Could you write out each of the records below exactly?

──────────────────────────────

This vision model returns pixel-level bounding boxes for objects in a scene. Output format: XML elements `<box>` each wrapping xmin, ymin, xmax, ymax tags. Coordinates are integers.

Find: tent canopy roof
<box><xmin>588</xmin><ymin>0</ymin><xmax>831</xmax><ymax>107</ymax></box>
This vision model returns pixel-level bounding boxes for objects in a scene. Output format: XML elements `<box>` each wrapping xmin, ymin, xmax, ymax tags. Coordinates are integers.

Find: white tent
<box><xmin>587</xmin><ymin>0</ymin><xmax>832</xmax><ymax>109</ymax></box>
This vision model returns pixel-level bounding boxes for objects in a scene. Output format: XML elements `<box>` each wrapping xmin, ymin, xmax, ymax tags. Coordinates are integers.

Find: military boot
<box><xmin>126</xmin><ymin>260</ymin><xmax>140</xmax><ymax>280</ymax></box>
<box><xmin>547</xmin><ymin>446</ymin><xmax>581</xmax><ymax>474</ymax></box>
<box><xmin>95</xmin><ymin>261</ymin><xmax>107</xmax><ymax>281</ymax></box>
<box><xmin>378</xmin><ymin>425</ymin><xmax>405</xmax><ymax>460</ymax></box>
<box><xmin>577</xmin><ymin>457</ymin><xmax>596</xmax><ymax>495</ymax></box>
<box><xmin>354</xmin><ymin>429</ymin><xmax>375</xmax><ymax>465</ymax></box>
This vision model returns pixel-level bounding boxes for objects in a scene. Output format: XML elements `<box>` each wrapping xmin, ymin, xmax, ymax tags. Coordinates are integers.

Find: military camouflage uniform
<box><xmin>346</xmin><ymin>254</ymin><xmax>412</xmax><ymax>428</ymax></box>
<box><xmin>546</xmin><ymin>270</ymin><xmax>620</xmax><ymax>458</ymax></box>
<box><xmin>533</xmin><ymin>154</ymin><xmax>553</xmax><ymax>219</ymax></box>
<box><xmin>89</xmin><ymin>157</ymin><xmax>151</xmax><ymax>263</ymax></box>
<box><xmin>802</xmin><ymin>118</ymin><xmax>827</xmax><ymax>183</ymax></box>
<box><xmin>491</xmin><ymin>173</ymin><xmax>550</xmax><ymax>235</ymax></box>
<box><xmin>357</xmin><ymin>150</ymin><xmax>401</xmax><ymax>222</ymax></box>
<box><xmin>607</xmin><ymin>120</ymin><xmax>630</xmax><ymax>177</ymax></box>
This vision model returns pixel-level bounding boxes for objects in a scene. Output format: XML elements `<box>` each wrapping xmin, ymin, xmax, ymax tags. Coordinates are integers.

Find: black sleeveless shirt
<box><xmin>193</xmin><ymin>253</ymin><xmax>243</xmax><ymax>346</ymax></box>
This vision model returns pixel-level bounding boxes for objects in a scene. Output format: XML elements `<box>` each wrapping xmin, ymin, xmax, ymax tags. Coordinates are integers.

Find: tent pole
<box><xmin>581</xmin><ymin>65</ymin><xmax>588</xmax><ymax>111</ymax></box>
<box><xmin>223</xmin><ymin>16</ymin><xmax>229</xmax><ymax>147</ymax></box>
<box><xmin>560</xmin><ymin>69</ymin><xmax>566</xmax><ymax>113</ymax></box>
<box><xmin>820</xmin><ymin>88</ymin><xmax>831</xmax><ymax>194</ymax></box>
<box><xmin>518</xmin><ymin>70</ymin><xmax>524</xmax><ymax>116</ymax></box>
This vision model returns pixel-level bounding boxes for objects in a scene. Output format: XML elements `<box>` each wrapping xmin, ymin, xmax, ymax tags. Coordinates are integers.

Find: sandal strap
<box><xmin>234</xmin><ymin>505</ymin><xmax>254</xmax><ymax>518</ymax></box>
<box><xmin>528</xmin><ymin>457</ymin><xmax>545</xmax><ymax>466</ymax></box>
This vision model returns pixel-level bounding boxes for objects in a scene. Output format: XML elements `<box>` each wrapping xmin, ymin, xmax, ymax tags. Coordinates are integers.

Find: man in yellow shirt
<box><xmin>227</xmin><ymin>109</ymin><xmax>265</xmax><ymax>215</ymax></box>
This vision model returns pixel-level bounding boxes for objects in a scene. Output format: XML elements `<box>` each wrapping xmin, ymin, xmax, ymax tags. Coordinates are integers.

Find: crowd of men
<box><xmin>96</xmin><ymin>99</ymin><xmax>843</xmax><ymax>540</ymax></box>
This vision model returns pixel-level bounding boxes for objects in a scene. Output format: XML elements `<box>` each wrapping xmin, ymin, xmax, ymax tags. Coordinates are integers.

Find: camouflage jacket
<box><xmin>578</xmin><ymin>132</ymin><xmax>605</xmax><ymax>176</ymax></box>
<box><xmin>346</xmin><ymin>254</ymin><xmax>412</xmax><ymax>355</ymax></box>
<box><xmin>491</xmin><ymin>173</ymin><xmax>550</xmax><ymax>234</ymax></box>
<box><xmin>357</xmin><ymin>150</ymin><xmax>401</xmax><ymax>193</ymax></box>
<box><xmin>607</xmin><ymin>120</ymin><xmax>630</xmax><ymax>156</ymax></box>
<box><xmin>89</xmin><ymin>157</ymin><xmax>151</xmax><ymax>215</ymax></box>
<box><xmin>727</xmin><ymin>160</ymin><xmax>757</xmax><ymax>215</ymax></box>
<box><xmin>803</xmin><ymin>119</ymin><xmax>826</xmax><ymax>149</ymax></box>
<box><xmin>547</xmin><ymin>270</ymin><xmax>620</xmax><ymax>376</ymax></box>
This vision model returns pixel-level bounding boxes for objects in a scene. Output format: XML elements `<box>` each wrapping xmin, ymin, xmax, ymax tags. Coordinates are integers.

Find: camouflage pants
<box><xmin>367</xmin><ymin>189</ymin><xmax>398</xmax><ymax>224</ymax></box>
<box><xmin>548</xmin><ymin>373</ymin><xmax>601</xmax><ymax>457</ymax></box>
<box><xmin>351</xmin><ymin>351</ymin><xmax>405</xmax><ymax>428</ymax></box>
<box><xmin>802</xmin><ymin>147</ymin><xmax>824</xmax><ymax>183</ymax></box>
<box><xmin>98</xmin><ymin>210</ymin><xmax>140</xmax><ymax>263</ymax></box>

──────────────────────────────

# Written response
This vision model returns pixel-level bounding boxes for objects in a scene. Output format: XML elements `<box>` each wrapping xmin, ymin, xmax, ymax tags. Coordinates are integers.

Find: tent canopy roof
<box><xmin>588</xmin><ymin>0</ymin><xmax>831</xmax><ymax>107</ymax></box>
This vision model returns pixel-level bounding boxes for objects in a scene. Output format: XML elements `<box>` each wrapping xmin, ymin, xmax, ymax tags. Coordinates are integers.

Find: white tent
<box><xmin>587</xmin><ymin>0</ymin><xmax>832</xmax><ymax>109</ymax></box>
This vision model returns pixel-level bounding boxes for objects in a scene. Output format: XML elements `<box>` each wrapping xmin, ymin, xmax, ymax tags. Coordinates are integers.

Find: military boot
<box><xmin>126</xmin><ymin>260</ymin><xmax>140</xmax><ymax>280</ymax></box>
<box><xmin>547</xmin><ymin>446</ymin><xmax>581</xmax><ymax>474</ymax></box>
<box><xmin>95</xmin><ymin>261</ymin><xmax>107</xmax><ymax>281</ymax></box>
<box><xmin>378</xmin><ymin>425</ymin><xmax>405</xmax><ymax>460</ymax></box>
<box><xmin>577</xmin><ymin>457</ymin><xmax>596</xmax><ymax>495</ymax></box>
<box><xmin>354</xmin><ymin>429</ymin><xmax>375</xmax><ymax>465</ymax></box>
This vision model returns pixel-level bounding boxes for objects in a scene. Output format: XML elements `<box>` each wrapping xmin, ymin, xmax, ymax tags. Coordinates are integers.

Find: military camouflage uniform
<box><xmin>346</xmin><ymin>254</ymin><xmax>412</xmax><ymax>428</ymax></box>
<box><xmin>546</xmin><ymin>270</ymin><xmax>620</xmax><ymax>458</ymax></box>
<box><xmin>533</xmin><ymin>154</ymin><xmax>553</xmax><ymax>219</ymax></box>
<box><xmin>89</xmin><ymin>157</ymin><xmax>151</xmax><ymax>263</ymax></box>
<box><xmin>802</xmin><ymin>118</ymin><xmax>827</xmax><ymax>183</ymax></box>
<box><xmin>491</xmin><ymin>173</ymin><xmax>550</xmax><ymax>235</ymax></box>
<box><xmin>357</xmin><ymin>150</ymin><xmax>401</xmax><ymax>222</ymax></box>
<box><xmin>607</xmin><ymin>120</ymin><xmax>630</xmax><ymax>177</ymax></box>
This vision model returns pixel-level bounding boxes for objects in a scene. Output format: XML elements `<box>` each wrapping xmin, ymin, xmax, ymax tags. Coordinates are integers.

Find: black sleeveless shirt
<box><xmin>193</xmin><ymin>253</ymin><xmax>243</xmax><ymax>346</ymax></box>
This vision model returns pixel-level bounding boxes for objects in a scene. Output format: XML elements `<box>` each wrapping xmin, ymin, xmax, ymax tags. Coordinates are integers.

Find: tent pole
<box><xmin>581</xmin><ymin>65</ymin><xmax>588</xmax><ymax>111</ymax></box>
<box><xmin>223</xmin><ymin>16</ymin><xmax>229</xmax><ymax>147</ymax></box>
<box><xmin>560</xmin><ymin>69</ymin><xmax>566</xmax><ymax>113</ymax></box>
<box><xmin>820</xmin><ymin>88</ymin><xmax>831</xmax><ymax>194</ymax></box>
<box><xmin>518</xmin><ymin>70</ymin><xmax>524</xmax><ymax>116</ymax></box>
This vision model returns pixel-level bounding boxes for objects in a scene. Output format: XML elements `<box>` each wrapping xmin, ymin, xmax, ymax tags. Coordinates are integers.

Find: sandal strap
<box><xmin>234</xmin><ymin>505</ymin><xmax>254</xmax><ymax>518</ymax></box>
<box><xmin>528</xmin><ymin>457</ymin><xmax>545</xmax><ymax>466</ymax></box>
This vision model returns pixel-level bounding boxes for objects in a scene. Output format: XML elements `<box>` each wrapping xmin, ymin, xmax, ymax tags. Coordinates are integers.

Find: man in yellow shirt
<box><xmin>227</xmin><ymin>109</ymin><xmax>265</xmax><ymax>215</ymax></box>
This vision model returns pixel-level bounding boxes for objects in a scene. Output format: XML elements `<box>` each wrapping xmin, ymin, xmax, ymax tags. Coordinates are integers.

Find: crowd of men
<box><xmin>96</xmin><ymin>99</ymin><xmax>843</xmax><ymax>540</ymax></box>
This vision model returns pixel-level bounding boxes for objects in a scene. Output format: XML elements `<box>` each wrapping xmin, ymin, xmax, ymax tags. Coordinates are integers.

Find: camouflage jacket
<box><xmin>578</xmin><ymin>132</ymin><xmax>605</xmax><ymax>176</ymax></box>
<box><xmin>346</xmin><ymin>254</ymin><xmax>412</xmax><ymax>355</ymax></box>
<box><xmin>491</xmin><ymin>173</ymin><xmax>550</xmax><ymax>234</ymax></box>
<box><xmin>357</xmin><ymin>150</ymin><xmax>401</xmax><ymax>193</ymax></box>
<box><xmin>607</xmin><ymin>120</ymin><xmax>630</xmax><ymax>156</ymax></box>
<box><xmin>89</xmin><ymin>157</ymin><xmax>151</xmax><ymax>215</ymax></box>
<box><xmin>727</xmin><ymin>160</ymin><xmax>757</xmax><ymax>215</ymax></box>
<box><xmin>803</xmin><ymin>119</ymin><xmax>826</xmax><ymax>149</ymax></box>
<box><xmin>547</xmin><ymin>270</ymin><xmax>620</xmax><ymax>376</ymax></box>
This vision model returns pixel-level bounding boxes for objects in a scene. Output format: XML elements `<box>` each wrapping xmin, ymin, xmax, ymax tags. Coordinates are integers.

Find: camouflage pants
<box><xmin>367</xmin><ymin>189</ymin><xmax>398</xmax><ymax>224</ymax></box>
<box><xmin>548</xmin><ymin>373</ymin><xmax>601</xmax><ymax>457</ymax></box>
<box><xmin>351</xmin><ymin>351</ymin><xmax>405</xmax><ymax>428</ymax></box>
<box><xmin>802</xmin><ymin>147</ymin><xmax>824</xmax><ymax>183</ymax></box>
<box><xmin>98</xmin><ymin>210</ymin><xmax>140</xmax><ymax>263</ymax></box>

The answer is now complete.